§ **Dataset**
· · ·

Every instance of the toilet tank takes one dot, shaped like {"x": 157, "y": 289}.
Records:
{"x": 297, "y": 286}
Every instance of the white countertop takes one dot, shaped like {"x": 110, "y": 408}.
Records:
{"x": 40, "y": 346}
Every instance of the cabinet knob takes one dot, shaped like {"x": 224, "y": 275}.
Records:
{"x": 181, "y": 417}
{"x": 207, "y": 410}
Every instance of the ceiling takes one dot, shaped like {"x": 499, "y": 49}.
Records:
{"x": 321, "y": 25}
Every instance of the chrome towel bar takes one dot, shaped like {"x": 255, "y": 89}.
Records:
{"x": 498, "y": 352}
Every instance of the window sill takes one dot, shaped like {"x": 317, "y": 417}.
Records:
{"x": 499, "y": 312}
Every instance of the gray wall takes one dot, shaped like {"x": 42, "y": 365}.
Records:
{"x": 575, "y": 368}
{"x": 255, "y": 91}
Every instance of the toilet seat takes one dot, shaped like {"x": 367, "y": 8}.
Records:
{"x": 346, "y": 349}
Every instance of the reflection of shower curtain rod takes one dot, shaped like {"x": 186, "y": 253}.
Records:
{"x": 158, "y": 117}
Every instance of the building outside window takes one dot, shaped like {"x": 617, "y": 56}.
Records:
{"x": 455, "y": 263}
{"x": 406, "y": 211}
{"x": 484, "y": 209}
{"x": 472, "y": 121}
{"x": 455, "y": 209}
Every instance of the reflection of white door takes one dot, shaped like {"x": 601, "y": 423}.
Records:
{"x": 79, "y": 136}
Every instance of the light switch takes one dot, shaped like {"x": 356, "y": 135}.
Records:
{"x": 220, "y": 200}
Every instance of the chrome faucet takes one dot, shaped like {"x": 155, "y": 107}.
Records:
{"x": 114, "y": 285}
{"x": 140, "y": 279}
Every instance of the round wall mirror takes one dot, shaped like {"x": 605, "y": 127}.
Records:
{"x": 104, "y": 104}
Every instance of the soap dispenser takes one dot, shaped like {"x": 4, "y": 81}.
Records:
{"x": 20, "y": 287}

· · ·

§ **Your task**
Repeat each record exactly. Omit nothing.

§ **Solution to this task**
Every instance of the toilet tank takes one dot, shaped like {"x": 157, "y": 289}.
Records:
{"x": 297, "y": 286}
Every instance of the white countertop takes one dot, shaped like {"x": 110, "y": 408}.
Records:
{"x": 40, "y": 346}
Every instance of the cabinet knob takes one dot, shaped like {"x": 224, "y": 275}.
Records:
{"x": 181, "y": 417}
{"x": 207, "y": 410}
Every instance of the ceiling takes one dot, shaped like {"x": 499, "y": 49}.
Records:
{"x": 321, "y": 25}
Every instance of the chrome towel bar takes one dot, shaped like {"x": 255, "y": 89}.
Records:
{"x": 498, "y": 352}
Every instance of the window sill takes one dot, shaped like {"x": 317, "y": 417}.
Records:
{"x": 499, "y": 312}
Every instance of the gray wall takes one dot, shaped like {"x": 42, "y": 365}.
Records:
{"x": 575, "y": 368}
{"x": 255, "y": 91}
Every instance of the toilet seat takes one dot, shaped like {"x": 367, "y": 8}.
Records:
{"x": 346, "y": 349}
Every instance of the reflection of shower curtain rod takes one dot, shaped like {"x": 186, "y": 253}.
Records:
{"x": 158, "y": 117}
Every instance of the building outside window takes one dot, shaped like {"x": 617, "y": 56}.
Records:
{"x": 455, "y": 263}
{"x": 406, "y": 211}
{"x": 484, "y": 209}
{"x": 472, "y": 121}
{"x": 455, "y": 209}
Every instance of the reflection of white door takes one dot, shaped like {"x": 601, "y": 423}.
Records:
{"x": 79, "y": 136}
Every instance of the light switch takes one dot, shaped like {"x": 356, "y": 135}.
Records:
{"x": 220, "y": 200}
Every instance of the chrome faucet takes one dot, shaped like {"x": 155, "y": 107}.
Records:
{"x": 114, "y": 285}
{"x": 140, "y": 279}
Every instance of the round wall mirror takes one dot, shaped like {"x": 605, "y": 127}.
Records:
{"x": 104, "y": 104}
Every instance of the soap dispenser takes one dot, shaped like {"x": 4, "y": 81}.
Records:
{"x": 20, "y": 287}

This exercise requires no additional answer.